▸ EXERCISE TASK
Copy the Tbilisi Dinamo stadium passage below in full, word for word.

▸ SOURCE DOCUMENT
********

Even though stadium's maximum capacity was 78 000, Georgian football fans can remember matches with more accommodation. For instance, in 1979 Dinamo was hosting one of the best British teams – Liverpool. The first round was played in England with the score 2:1 Liverpool won. So the pressure was high on the second game. Stadium was attended by 110 000 people and their support played important role in winning. Dinamo beat Liverpool 3:0 and qualified in 1/8 final. In Soviet Union Dinamo stadium is record keeper of the average attendance of 45 000.
The record attendance was repeated in 1995 for Georgia vs. Germany. The football clubs Spartak Moscow (Russia) and Dinamo Kiev (Ukraine) often played their autumn international matches in the stadium.
Hundreds of Georgian, Russian, European and even South American stars played in Tbilisi Dinamo stadium. In 1985 the stadium hosted the qualifying stage of the Juniors World Cup. Taffarel and Muller played for the Brazilian national team.
In 1995 the stadium was renamed Boris Paichadze National Stadium after a major Georgian international footballer.

********

▸ DATA LINES
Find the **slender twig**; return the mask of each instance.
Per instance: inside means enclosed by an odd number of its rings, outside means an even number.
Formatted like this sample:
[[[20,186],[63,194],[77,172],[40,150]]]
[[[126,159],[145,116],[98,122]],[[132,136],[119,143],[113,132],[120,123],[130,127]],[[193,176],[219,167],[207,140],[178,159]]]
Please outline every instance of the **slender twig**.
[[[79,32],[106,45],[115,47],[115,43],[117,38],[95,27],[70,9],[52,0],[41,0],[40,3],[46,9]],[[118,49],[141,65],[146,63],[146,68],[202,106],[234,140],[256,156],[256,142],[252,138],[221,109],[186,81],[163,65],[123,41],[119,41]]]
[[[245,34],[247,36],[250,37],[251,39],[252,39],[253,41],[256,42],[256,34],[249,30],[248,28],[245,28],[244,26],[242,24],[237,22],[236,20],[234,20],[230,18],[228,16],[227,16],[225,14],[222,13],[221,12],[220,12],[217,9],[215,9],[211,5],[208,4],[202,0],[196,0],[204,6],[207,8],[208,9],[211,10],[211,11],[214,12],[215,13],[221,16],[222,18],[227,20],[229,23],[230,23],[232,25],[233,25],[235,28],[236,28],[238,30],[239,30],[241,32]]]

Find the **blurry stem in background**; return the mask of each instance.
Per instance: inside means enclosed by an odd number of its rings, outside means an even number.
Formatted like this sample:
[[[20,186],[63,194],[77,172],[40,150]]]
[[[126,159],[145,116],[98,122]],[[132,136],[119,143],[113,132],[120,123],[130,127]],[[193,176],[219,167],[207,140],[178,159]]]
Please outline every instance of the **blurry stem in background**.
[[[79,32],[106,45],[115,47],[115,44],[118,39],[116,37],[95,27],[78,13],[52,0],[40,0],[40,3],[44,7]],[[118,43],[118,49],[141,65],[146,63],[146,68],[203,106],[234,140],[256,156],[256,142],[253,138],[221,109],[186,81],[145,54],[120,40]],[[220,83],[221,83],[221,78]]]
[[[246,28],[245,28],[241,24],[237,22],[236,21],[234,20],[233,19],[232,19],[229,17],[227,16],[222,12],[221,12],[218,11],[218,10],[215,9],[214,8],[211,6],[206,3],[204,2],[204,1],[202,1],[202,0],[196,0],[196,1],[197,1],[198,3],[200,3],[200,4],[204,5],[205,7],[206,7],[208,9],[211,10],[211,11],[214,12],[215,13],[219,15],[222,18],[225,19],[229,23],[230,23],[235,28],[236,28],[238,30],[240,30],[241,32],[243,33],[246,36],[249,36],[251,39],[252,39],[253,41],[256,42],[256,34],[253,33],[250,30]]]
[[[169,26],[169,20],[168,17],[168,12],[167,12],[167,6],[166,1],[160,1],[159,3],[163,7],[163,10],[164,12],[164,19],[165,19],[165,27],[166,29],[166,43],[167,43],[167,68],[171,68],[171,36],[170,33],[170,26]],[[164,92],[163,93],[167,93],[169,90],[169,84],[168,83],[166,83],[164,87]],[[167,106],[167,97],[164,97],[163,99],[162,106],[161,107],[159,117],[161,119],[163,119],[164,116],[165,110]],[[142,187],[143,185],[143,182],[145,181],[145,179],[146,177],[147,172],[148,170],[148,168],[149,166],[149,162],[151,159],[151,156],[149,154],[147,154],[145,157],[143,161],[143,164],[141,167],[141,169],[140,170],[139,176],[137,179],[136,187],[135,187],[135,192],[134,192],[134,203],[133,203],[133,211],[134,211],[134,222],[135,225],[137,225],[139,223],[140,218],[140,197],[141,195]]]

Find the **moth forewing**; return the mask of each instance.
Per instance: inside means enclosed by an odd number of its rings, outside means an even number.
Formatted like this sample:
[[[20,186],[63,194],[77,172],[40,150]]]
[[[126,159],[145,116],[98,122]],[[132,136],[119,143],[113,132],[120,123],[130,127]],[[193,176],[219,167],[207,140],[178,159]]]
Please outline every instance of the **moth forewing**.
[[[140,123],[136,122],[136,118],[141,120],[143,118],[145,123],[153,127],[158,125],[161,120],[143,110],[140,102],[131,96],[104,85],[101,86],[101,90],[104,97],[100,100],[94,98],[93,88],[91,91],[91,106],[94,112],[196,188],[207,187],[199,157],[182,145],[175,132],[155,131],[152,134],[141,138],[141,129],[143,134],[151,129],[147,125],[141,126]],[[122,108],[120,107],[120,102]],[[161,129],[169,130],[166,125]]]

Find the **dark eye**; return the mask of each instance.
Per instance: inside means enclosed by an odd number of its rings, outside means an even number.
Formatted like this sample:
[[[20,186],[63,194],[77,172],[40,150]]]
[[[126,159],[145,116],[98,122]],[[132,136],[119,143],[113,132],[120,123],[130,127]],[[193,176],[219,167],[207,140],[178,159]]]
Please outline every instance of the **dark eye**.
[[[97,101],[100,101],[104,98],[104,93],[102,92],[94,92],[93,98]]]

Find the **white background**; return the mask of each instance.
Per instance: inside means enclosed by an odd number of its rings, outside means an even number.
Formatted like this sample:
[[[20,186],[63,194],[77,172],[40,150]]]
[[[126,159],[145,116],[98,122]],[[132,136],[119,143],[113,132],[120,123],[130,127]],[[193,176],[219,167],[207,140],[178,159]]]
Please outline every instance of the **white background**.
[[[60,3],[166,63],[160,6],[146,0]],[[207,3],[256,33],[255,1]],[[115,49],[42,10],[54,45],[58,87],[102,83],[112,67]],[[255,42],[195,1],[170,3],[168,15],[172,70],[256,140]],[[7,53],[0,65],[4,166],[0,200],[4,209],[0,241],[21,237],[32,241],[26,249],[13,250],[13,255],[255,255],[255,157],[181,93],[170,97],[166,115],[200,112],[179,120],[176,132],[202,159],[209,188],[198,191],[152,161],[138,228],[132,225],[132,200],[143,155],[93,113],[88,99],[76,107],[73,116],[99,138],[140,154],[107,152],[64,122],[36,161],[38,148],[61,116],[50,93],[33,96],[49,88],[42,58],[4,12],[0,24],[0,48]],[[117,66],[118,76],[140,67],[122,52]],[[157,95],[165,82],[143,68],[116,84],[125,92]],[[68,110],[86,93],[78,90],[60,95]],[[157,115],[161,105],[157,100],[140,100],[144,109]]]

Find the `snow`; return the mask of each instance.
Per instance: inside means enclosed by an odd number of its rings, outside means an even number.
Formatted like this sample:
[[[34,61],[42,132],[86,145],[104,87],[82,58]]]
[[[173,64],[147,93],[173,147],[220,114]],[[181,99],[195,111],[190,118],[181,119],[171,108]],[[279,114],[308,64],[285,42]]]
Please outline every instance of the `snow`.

********

▸ EXERCISE SOLUTION
Even though stadium's maximum capacity was 78 000, Georgian football fans can remember matches with more accommodation. For instance, in 1979 Dinamo was hosting one of the best British teams – Liverpool. The first round was played in England with the score 2:1 Liverpool won. So the pressure was high on the second game. Stadium was attended by 110 000 people and their support played important role in winning. Dinamo beat Liverpool 3:0 and qualified in 1/8 final. In Soviet Union Dinamo stadium is record keeper of the average attendance of 45 000.
The record attendance was repeated in 1995 for Georgia vs. Germany. The football clubs Spartak Moscow (Russia) and Dinamo Kiev (Ukraine) often played their autumn international matches in the stadium.
Hundreds of Georgian, Russian, European and even South American stars played in Tbilisi Dinamo stadium. In 1985 the stadium hosted the qualifying stage of the Juniors World Cup. Taffarel and Muller played for the Brazilian national team.
In 1995 the stadium was renamed Boris Paichadze National Stadium after a major Georgian international footballer.